### THE TASK
Rewrite all of the rows below, replacing each "marker" with "point" and leaving everything else unchanged.
====== RECORDS PROVIDED
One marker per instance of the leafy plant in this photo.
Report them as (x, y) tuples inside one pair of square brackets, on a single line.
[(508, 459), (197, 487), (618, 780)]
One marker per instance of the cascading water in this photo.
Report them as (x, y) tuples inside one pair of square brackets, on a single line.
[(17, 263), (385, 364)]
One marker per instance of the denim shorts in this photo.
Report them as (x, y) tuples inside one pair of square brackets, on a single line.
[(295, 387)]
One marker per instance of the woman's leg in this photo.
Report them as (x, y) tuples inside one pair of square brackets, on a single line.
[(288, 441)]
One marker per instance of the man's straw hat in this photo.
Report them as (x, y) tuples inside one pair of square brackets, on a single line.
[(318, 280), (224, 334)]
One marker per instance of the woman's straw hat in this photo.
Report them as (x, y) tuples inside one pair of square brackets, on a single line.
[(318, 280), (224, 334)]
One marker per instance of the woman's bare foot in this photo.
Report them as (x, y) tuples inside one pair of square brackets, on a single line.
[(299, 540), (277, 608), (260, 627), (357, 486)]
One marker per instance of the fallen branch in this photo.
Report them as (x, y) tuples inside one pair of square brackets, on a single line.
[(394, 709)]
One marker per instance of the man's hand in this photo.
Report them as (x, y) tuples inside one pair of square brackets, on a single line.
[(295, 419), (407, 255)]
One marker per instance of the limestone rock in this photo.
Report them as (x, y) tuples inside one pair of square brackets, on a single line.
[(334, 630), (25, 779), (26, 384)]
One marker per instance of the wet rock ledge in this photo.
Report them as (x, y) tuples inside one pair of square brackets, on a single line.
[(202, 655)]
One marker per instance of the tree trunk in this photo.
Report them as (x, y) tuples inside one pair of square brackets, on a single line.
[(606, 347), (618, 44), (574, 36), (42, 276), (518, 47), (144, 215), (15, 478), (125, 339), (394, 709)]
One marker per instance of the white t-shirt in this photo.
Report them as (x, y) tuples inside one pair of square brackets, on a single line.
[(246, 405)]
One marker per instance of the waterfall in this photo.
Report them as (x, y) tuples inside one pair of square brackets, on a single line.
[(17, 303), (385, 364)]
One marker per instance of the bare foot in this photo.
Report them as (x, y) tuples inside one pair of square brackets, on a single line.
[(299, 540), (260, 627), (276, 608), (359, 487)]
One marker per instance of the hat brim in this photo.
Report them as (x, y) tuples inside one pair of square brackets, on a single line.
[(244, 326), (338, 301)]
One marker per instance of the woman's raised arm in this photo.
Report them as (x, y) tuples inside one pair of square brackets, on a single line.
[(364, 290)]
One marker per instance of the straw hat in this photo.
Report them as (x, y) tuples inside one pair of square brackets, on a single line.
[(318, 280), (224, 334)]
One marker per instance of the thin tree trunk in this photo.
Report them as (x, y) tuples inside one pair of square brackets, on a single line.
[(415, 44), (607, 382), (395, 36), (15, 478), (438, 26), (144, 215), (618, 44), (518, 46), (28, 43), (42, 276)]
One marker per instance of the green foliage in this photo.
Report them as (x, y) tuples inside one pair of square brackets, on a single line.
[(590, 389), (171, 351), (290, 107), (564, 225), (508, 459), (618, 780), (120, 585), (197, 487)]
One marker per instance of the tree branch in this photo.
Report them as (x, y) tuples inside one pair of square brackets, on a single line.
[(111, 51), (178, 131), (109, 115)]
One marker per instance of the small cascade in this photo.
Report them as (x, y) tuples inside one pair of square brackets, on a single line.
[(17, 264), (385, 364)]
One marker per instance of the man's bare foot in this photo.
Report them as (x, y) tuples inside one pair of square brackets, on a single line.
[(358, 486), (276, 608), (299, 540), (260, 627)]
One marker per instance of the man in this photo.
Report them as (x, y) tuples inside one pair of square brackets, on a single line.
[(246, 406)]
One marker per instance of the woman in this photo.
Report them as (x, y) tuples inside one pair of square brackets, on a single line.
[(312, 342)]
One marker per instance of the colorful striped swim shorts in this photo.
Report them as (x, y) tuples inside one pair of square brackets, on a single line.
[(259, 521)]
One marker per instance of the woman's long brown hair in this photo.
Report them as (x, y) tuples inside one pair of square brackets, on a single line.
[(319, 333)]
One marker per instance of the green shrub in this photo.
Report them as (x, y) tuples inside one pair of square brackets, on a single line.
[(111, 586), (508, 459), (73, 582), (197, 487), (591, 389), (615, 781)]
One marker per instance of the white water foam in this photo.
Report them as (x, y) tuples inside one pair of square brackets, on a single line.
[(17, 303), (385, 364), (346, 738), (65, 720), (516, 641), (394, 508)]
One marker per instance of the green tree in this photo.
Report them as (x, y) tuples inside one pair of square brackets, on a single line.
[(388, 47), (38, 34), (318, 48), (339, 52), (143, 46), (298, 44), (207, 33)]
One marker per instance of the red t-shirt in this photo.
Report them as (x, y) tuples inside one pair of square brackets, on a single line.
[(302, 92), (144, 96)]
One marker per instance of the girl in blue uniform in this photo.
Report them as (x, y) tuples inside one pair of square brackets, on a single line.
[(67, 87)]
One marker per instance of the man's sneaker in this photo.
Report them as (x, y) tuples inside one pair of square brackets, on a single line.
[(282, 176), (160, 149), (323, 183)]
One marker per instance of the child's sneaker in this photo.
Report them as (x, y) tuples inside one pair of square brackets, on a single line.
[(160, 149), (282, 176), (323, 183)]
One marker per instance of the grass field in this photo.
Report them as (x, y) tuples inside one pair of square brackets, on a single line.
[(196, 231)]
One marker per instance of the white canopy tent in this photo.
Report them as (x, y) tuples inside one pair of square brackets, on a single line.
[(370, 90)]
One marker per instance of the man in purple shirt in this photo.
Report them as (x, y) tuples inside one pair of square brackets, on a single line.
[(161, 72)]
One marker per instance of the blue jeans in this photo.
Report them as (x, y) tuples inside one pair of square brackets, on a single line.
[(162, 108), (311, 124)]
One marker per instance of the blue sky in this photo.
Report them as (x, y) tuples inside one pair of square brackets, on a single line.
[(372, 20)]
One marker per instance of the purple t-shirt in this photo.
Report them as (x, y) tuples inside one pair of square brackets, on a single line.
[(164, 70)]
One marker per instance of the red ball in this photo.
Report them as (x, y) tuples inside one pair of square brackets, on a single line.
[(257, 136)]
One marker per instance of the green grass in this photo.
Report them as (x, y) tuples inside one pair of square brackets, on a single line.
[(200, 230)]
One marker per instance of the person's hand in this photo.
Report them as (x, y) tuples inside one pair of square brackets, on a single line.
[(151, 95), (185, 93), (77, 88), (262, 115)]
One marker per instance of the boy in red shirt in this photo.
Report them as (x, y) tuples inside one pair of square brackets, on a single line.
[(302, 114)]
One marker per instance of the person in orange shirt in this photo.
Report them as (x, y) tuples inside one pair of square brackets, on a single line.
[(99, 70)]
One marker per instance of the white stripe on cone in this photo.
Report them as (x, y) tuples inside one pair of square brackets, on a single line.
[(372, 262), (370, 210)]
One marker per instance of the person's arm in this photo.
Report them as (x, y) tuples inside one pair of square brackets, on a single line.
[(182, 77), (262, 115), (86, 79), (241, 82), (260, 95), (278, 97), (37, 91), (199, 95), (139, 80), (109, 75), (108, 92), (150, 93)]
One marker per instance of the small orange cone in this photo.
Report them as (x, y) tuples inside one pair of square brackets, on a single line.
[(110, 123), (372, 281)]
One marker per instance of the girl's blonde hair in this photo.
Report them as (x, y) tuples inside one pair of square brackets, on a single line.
============
### SOLUTION TO THIS TASK
One point per instance of the leafy plant in this photo.
Report them as (x, y) tuples inside one pair of square brackets, on a single line.
[(508, 459), (197, 487), (618, 780)]
One point per instance of the cascading water in this photo.
Report them as (x, y) tuples inside one pair of square brackets, on a single line.
[(17, 263), (385, 364)]
One point per instance of the denim shorts in this photo.
Report them as (x, y) tuples inside one pair of square brackets, on a single line.
[(295, 387)]
One point per instance of the woman's leg in this photo.
Report them as (x, y) tuples inside one pair of square brackets, on a single line.
[(288, 441)]
One point per instance of the man's straw hat in this photo.
Report them as (x, y) tuples inside one pair of square brackets, on a single line.
[(318, 280), (224, 334)]
One point per instance of the woman's straw hat in this photo.
Report them as (x, y) tuples inside one pair of square brackets, on a single line.
[(318, 280), (224, 334)]
One point per instance of the woman's bare foot in this photo.
Report them as (x, y) tuples inside one pair of square brackets, on a single line.
[(299, 540), (277, 608), (260, 627), (357, 486)]
One point per instance of the fallen branch in this photo.
Report them as (x, y) tuples inside one pair of square brackets, on a single line.
[(394, 709)]
One point per instance of the man's hand in this photo.
Report them as (x, y) tuples inside one pair of square brackets, on a single line.
[(295, 419), (407, 255)]
One point per instance of the limestone rock in this photo.
Report them as (x, y) tuples inside one pair of square brackets, on a single line.
[(334, 630), (25, 779), (26, 384)]
One point per instance of the wet rock ledge in this photo.
Report them as (x, y) tuples inside one pair of square brackets, on a single line.
[(202, 655)]
One point per instance of the tree trunk in this photo.
Report them as (x, y) tuples inside one pair of square brackets, on a single line.
[(606, 347), (618, 44), (574, 36), (42, 276), (518, 47), (144, 215), (15, 478), (125, 339), (394, 709)]
One point per instance of the white t-shirt in this photo.
Report them as (x, y) tuples inside one pair of square brackets, on a single line.
[(246, 405)]
One point per instance of the waterfall in this photo.
Report them as (x, y) tuples inside one pair of square brackets, on a single line.
[(17, 303), (385, 364)]
One point per instance of the bare foot in this photo.
Report them as (x, y) tuples inside one pair of square brackets, on a single line.
[(299, 540), (260, 627), (276, 608), (359, 487)]
One point per instance of the hat brim in this photo.
Report them as (x, y) tuples inside one pair of square brackets, on a single line.
[(244, 326), (338, 301)]
One point per instance of the woman's raised arm in this photo.
Report them as (x, y) tuples inside one pair of square brackets, on a single line.
[(364, 290)]
One point per instance of the straw hat in this photo.
Report them as (x, y) tuples inside one pair of square brackets, on a single line.
[(318, 280), (224, 334)]
One point per instance of the thin tree trunk in this photo.
Report them as (x, y) tuples inside one pair of square brackets, on a single line.
[(415, 44), (607, 382), (395, 36), (15, 478), (438, 26), (144, 215), (618, 44), (518, 46), (28, 43), (42, 276)]
One point per instance of the green foliage in this photo.
Report them as (x, y) tuples inside one pair of square brackets, on a single line.
[(590, 389), (171, 351), (290, 107), (564, 225), (508, 459), (618, 780), (120, 585), (197, 487)]
One point per instance of the tree branch in this photo.
Report them as (x, y) tuples inside one pair of square brackets, on a single line.
[(111, 51), (178, 131), (109, 115)]
One point per instance of the small cascade in this photo.
Report them as (x, y) tuples inside one pair of square brackets, on a single line.
[(17, 264), (385, 364)]
One point per instance of the man's bare foot in this photo.
Report them as (x, y) tuples inside one pair of square brackets, on a single line.
[(358, 486), (276, 608), (299, 540), (260, 627)]
One point per instance of the man in this photo.
Report them as (x, y) tuples inside one pair of square brackets, on a single line.
[(246, 406)]
One point per instance of the woman in this photo.
Report them as (x, y) tuples inside one pair of square brackets, on a single line.
[(312, 342)]
One point per instance of the colorful striped swim shorts in this photo.
Report them as (x, y) tuples inside one pair of square brackets, on a single line.
[(259, 521)]
One point per instance of the woman's long brown hair in this photo.
Report them as (x, y) tuples inside one pair of square brackets, on a single line.
[(319, 333)]
One point per instance of the green shrub in this photo.
Report them as (x, y) tuples inside one pair of square brackets, on a single line.
[(111, 586), (508, 459), (73, 582), (197, 487), (591, 389), (615, 781)]
One point per instance of the white water foam in this photo.
Report them as (x, y) tuples inside one pair of square brackets, on a single line.
[(17, 303), (385, 364), (346, 738), (65, 720), (516, 641), (394, 508)]
One point per instance of the green tree in this photo.
Report them as (x, y) tuples inside one pair of square brackets, on a single line.
[(388, 47), (38, 34), (318, 48), (339, 52), (143, 46), (298, 44), (207, 33)]
One point per instance of the red t-shirt in this photo.
Report them as (x, y) tuples inside one pair of square brackets, on a single line.
[(302, 92), (144, 96)]
One point per instance of the girl in blue uniform in this photo.
Report them as (x, y) tuples inside one pair of square brackets, on a single line.
[(67, 87)]
One point per instance of the man's sneaker in this photo.
Report them as (x, y) tuples inside one pair of square brackets, on a single line.
[(282, 176), (160, 149), (323, 183)]
One point per instance of the child's sneaker in this photo.
Report them as (x, y) tuples inside one pair of square brackets, on a single line.
[(160, 149), (282, 176), (323, 183)]
One point per instance of the grass field in this photo.
Report them as (x, y) tuples inside one pair of square brackets, on a single line.
[(196, 231)]
One point per instance of the white canopy tent in this photo.
Report them as (x, y) tuples inside one pair of square brackets, on a single line.
[(370, 90)]
One point per instance of the man in purple shirt in this photo.
Report them as (x, y) tuples inside one pair of square brackets, on a single line.
[(161, 72)]
One point per instance of the blue jeans in this photo.
Report them as (x, y) tuples inside one pair of square brackets, on a single line.
[(162, 108), (311, 124)]
One point per instance of the blue sky in this photo.
Report them as (x, y) tuples inside one pair of square brackets, on a single line.
[(372, 20)]
One point per instance of the purple t-shirt in this photo.
Report them as (x, y) tuples inside one pair of square brackets, on a single line.
[(164, 70)]
One point per instance of the red ball in this photo.
Report them as (x, y) tuples inside one pair of square brackets, on a single line.
[(257, 136)]
One point per instance of the green grass in this photo.
Report them as (x, y) tuples inside one pair of square brackets, on a single line.
[(200, 230)]
One point per instance of the person's hand in this photo.
Report them as (x, y) tuples inside one pair of square brackets, on a single line.
[(151, 95), (185, 93), (77, 88), (262, 115)]
One point per instance of the boy in red shirt in this photo.
Report them as (x, y) tuples inside one pair of square brackets, on a single line.
[(302, 114)]
One point per instance of the person in orange shirt in this photo.
Report them as (x, y) tuples inside one pair of square brackets, on a single line.
[(99, 70)]
One point per instance of the white stripe on cone in this photo.
Report them as (x, y) tuples inside one pair of square brackets, on a single line.
[(372, 262), (370, 210)]
One point per instance of the person's arm in this photo.
Report them as (x, y) tuples inside one pair of square brackets, on a single line.
[(182, 77), (262, 115), (86, 79), (241, 82), (260, 95), (278, 97), (37, 91), (199, 95), (139, 80), (109, 75), (108, 92), (150, 93)]
One point per instance of the small orange cone in this photo.
Report them as (x, y) tuples inside one pair of square brackets, on a single line.
[(110, 123), (372, 281)]
One point per instance of the girl's blonde hair in this photo.
Report them as (x, y) tuples inside one pair of square brackets, on a single line.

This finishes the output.